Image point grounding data
····················

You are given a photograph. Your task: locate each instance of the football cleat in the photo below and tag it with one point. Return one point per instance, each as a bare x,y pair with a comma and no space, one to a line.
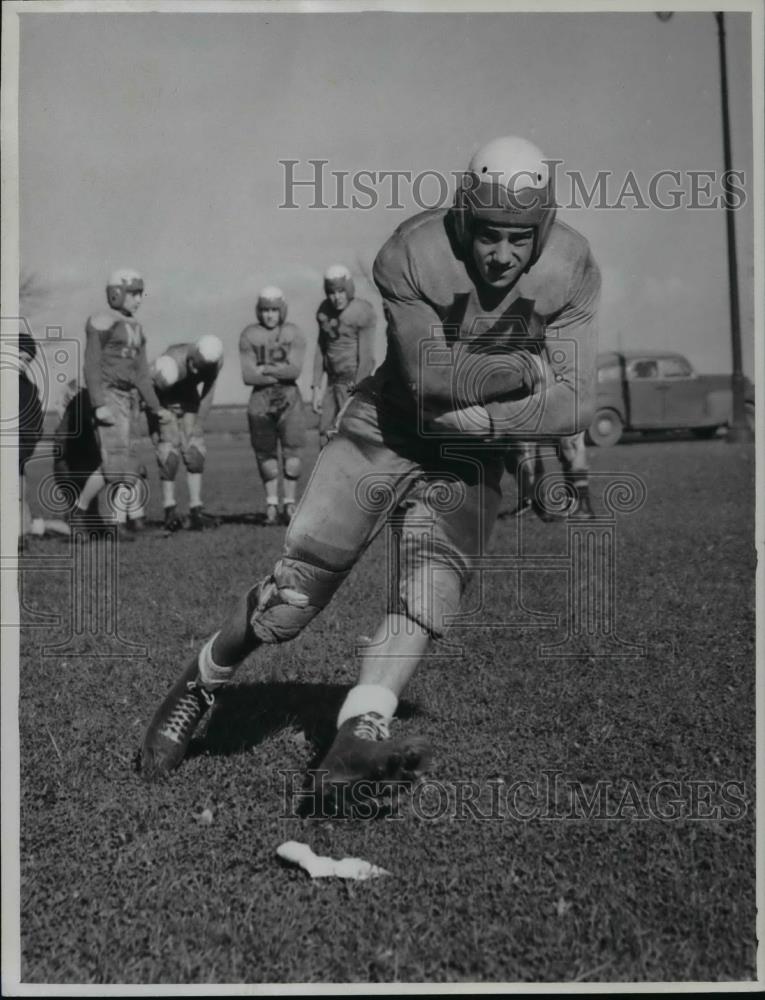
581,505
363,750
272,514
82,523
172,521
199,520
169,734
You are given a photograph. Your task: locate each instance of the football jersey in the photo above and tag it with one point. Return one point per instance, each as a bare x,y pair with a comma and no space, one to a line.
115,358
185,392
339,337
430,293
283,349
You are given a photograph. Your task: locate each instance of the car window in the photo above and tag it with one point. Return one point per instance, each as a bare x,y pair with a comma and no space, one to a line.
642,368
674,368
609,373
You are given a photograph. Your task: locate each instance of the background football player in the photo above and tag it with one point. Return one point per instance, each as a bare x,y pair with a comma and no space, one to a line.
271,353
184,378
344,349
115,365
472,295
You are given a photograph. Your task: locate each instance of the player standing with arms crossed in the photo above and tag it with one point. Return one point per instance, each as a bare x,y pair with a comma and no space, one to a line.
115,364
184,378
344,349
491,308
271,354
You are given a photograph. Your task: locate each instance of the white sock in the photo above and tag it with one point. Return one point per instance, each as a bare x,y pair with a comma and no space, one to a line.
194,480
168,493
210,673
368,698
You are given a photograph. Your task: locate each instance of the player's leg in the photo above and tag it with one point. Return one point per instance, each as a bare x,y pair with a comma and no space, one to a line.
265,444
194,452
117,461
166,438
292,436
457,509
329,412
576,473
325,538
520,462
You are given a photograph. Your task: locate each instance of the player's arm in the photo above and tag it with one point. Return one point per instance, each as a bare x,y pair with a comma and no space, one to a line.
318,362
566,403
289,370
143,380
96,326
252,371
440,376
366,362
206,396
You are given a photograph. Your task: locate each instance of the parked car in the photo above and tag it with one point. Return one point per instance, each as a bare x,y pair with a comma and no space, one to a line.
660,391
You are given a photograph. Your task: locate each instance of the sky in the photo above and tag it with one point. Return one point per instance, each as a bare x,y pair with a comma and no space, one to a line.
153,141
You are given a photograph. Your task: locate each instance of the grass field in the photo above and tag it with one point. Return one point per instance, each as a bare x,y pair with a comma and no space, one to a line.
124,883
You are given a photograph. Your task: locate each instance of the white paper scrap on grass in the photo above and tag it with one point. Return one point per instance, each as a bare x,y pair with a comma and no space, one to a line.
323,867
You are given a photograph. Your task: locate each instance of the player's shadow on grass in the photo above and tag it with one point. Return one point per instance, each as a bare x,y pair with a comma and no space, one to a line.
247,714
256,520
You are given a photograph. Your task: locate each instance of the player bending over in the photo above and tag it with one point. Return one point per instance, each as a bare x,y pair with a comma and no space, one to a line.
491,329
271,353
115,364
184,379
344,350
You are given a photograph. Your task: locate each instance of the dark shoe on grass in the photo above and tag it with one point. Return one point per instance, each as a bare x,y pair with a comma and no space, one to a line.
172,521
169,734
363,750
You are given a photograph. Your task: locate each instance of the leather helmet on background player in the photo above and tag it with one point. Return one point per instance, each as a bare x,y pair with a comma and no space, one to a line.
209,348
509,183
272,298
338,278
124,279
165,371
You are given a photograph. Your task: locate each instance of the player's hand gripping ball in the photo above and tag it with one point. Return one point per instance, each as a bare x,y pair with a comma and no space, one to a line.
104,415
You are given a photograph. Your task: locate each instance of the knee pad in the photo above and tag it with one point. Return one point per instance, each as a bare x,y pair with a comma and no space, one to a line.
168,460
269,469
292,467
431,583
194,456
285,602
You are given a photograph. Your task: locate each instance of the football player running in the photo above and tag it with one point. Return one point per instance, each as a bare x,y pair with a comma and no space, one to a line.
115,364
271,353
184,378
344,350
491,311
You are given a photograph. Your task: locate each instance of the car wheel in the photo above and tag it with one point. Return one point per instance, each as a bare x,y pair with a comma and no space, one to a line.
605,429
705,432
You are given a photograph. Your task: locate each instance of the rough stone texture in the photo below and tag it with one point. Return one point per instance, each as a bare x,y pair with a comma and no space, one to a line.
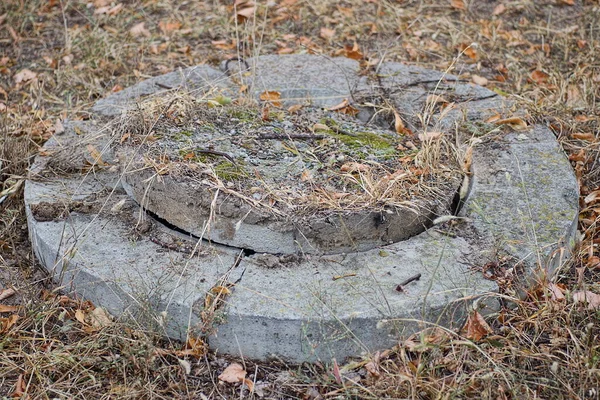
87,232
200,79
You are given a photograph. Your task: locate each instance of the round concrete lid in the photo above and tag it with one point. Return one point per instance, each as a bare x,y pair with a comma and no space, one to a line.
313,180
96,241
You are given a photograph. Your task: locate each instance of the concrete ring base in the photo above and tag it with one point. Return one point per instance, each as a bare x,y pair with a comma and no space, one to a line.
96,241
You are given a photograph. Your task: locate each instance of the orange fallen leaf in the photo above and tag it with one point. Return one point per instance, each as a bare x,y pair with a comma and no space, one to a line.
4,308
458,4
499,9
96,156
345,108
429,136
167,27
585,296
539,77
479,80
327,33
24,76
233,373
139,30
244,9
475,327
7,323
272,97
515,122
354,167
557,292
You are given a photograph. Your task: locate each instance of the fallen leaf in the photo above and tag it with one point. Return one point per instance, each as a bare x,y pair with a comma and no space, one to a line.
557,293
399,126
458,4
139,30
539,77
168,27
429,136
99,318
6,293
345,108
499,9
233,373
295,108
515,122
7,323
320,127
80,316
592,197
4,308
585,296
96,156
435,99
479,80
327,33
475,327
354,167
244,9
272,97
24,76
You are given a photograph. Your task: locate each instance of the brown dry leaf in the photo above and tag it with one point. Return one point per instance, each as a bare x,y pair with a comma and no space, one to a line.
435,99
574,97
20,388
327,33
233,373
399,125
244,9
6,293
195,347
139,30
557,292
80,316
306,176
475,327
373,369
24,76
96,156
168,27
99,318
320,127
479,80
295,108
539,77
345,108
7,323
4,308
271,97
249,384
499,9
458,4
115,10
352,52
585,296
516,123
592,197
429,136
354,167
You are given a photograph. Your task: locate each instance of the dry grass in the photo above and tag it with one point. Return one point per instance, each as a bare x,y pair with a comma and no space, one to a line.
543,348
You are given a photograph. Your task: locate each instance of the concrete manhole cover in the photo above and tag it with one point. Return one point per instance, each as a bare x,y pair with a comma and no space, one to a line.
284,223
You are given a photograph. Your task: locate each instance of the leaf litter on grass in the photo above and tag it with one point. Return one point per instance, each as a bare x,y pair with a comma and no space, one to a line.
59,57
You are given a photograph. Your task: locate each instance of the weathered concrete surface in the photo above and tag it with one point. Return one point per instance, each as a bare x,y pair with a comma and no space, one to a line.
87,232
200,79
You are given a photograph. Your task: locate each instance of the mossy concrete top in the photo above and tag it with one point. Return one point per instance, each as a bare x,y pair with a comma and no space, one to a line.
96,241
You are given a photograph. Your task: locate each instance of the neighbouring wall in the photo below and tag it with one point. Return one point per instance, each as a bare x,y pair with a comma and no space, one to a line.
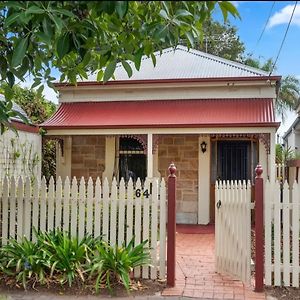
183,151
88,156
20,155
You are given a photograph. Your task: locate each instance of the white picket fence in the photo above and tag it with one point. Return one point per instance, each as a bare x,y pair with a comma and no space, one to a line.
233,229
282,204
118,213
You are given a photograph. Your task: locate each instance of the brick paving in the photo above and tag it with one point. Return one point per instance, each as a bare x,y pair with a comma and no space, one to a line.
195,272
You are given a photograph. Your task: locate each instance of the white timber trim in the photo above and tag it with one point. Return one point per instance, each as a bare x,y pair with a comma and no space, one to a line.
149,155
110,154
211,130
204,170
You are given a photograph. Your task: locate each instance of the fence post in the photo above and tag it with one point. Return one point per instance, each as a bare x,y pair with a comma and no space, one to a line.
259,228
171,259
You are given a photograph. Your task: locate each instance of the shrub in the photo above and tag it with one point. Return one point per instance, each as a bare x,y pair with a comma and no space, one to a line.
66,255
24,260
111,264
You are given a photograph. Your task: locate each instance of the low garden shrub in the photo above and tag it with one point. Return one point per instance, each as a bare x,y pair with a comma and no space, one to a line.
57,257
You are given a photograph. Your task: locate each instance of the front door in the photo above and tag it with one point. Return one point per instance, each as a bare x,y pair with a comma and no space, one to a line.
231,160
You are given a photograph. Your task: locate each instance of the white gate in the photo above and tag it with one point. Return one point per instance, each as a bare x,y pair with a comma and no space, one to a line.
233,229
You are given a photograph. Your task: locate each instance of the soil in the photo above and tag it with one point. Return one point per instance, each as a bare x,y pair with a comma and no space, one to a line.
286,293
144,287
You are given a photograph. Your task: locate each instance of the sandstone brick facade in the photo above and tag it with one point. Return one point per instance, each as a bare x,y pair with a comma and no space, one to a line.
183,151
88,156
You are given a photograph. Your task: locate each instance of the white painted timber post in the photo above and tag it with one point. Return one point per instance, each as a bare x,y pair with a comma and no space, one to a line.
149,155
204,180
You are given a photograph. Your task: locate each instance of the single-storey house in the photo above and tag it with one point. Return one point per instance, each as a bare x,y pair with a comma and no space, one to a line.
21,151
212,117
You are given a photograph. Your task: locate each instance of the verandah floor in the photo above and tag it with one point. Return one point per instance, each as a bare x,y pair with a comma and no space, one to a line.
195,270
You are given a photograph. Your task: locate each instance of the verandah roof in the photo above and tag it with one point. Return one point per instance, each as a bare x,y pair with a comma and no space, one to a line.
165,114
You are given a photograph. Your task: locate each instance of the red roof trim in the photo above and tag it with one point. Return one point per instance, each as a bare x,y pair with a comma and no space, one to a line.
25,127
164,114
181,80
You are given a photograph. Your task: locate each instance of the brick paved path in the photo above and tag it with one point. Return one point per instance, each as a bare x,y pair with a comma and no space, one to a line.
195,273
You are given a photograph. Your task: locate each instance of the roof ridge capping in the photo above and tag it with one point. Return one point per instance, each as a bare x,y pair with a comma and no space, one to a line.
222,60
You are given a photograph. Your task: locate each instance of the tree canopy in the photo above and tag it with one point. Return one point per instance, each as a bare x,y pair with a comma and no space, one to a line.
78,37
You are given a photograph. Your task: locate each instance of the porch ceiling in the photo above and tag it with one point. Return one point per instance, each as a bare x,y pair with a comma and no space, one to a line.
164,114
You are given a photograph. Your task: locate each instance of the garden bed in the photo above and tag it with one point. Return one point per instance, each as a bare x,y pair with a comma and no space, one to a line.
144,287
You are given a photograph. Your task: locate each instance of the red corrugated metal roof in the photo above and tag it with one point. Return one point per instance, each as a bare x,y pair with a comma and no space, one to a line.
164,113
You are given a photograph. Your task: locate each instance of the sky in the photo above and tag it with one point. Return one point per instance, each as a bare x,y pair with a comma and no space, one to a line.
254,16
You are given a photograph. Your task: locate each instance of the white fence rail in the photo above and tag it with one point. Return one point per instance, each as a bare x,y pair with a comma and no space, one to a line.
233,229
282,204
118,213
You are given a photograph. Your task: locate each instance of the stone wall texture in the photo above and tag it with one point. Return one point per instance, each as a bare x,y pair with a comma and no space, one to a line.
183,151
88,156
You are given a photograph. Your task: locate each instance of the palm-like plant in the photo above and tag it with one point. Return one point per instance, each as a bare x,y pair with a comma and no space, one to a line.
288,97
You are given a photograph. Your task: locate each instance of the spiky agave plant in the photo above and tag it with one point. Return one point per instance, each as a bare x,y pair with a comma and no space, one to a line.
67,255
25,261
114,264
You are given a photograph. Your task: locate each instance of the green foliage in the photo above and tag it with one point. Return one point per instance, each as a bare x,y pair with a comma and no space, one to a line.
288,95
111,264
66,255
23,260
78,37
57,257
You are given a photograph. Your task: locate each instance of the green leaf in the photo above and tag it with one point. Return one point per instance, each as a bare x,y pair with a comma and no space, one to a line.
109,71
121,8
58,22
164,14
138,58
153,57
34,10
127,68
11,78
182,13
19,52
11,19
63,45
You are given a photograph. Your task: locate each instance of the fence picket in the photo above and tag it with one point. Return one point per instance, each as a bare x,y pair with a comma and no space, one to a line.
162,230
97,225
286,234
43,204
105,225
145,231
12,208
295,234
5,197
113,212
51,196
66,208
90,207
77,208
277,235
58,207
74,207
81,208
138,220
27,209
153,244
268,232
129,217
121,217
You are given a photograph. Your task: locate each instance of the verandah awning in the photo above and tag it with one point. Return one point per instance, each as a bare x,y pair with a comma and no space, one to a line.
165,114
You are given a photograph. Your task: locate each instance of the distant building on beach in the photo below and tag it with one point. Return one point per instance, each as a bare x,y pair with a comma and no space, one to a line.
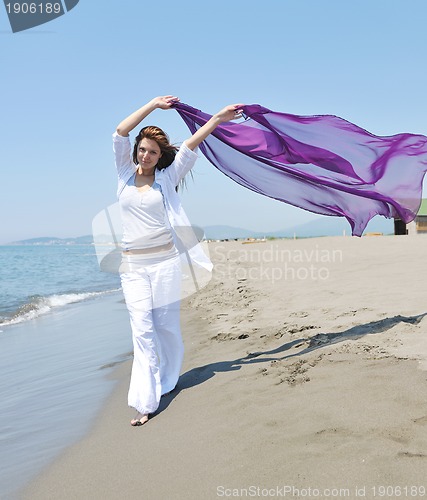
417,226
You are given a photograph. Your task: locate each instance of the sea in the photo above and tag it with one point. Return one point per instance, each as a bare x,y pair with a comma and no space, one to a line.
63,326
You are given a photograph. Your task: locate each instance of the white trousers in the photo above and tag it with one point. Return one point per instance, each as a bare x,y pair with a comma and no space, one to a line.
152,288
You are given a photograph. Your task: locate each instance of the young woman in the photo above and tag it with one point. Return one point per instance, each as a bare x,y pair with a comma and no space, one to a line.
150,273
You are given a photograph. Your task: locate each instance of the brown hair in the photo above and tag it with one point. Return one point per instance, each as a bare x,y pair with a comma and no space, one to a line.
168,151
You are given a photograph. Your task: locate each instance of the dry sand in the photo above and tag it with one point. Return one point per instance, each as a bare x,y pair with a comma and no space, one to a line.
304,373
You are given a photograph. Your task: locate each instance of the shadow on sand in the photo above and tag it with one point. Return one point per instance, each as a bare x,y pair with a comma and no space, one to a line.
201,374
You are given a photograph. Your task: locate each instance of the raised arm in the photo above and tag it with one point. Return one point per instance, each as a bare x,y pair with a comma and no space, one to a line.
231,112
129,123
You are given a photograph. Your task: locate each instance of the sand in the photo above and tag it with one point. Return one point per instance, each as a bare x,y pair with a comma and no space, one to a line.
304,376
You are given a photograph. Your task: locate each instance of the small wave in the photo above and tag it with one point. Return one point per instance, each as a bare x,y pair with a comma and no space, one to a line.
42,305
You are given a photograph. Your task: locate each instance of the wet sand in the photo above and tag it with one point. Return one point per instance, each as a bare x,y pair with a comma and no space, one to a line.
304,373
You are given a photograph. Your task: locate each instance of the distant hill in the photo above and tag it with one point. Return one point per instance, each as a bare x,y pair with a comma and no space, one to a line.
322,226
51,240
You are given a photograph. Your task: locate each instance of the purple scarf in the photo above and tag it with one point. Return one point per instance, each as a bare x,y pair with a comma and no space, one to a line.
323,164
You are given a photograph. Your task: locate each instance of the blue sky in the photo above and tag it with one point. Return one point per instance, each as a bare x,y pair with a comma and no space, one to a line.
66,84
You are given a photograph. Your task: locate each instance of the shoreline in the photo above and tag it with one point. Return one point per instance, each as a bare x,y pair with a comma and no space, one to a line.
300,383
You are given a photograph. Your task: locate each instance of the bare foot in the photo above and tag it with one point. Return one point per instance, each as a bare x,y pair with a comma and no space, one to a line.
140,419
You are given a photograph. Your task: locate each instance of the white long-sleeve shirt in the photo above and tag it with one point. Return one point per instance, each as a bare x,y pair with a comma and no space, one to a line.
167,179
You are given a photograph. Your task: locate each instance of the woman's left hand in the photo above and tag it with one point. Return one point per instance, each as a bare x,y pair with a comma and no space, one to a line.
231,112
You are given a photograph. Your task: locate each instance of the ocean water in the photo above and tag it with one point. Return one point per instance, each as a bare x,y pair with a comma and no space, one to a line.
63,325
35,279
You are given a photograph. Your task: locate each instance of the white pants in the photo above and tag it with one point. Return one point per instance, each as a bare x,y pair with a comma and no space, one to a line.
151,287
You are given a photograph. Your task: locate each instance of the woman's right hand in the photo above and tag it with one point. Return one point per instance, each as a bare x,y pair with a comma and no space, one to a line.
164,102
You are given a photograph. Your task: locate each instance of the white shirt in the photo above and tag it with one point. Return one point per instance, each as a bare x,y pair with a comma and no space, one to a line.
144,218
168,178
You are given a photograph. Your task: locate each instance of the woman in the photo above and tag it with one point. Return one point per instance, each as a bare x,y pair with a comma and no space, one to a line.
150,272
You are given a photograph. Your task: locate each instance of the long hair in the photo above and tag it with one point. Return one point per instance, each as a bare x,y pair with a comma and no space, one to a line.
167,149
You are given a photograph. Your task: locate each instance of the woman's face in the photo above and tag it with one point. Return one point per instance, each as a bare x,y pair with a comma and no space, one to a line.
148,155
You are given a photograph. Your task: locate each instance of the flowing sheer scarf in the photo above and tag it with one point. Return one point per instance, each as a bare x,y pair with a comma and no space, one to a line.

····················

§ Task item: Only these are to be transcribed: the line with "the woman in" and every line after it through the last line of the entries, each exactly.

§ Result for this exercise:
You are given a photograph. Your task: locate each instance of the woman in the photo above and tag it with one point. Return one point per instance, each as a bare x,y pair with a comma and no space, one to a line.
150,272
You are given a photograph. Your task: locate each instance of the long hair in the photo above and tag it with one point. Return one point per instance, each as a bare x,y pair with a comma and no space, one to a line.
167,149
You are given a photograph. Your task: locate each instance of the woman's face in the photo above and tag it with one point. Return one point per instance, each as a bare x,y pair with a comma and no space, one to a line.
148,155
You are given a photograph. Your task: locate each instance of the flowing sheer scarf in the photo above and tag it with one point. Return one point per instance, each as a bare x,y pair with a comma and no space, one to a line.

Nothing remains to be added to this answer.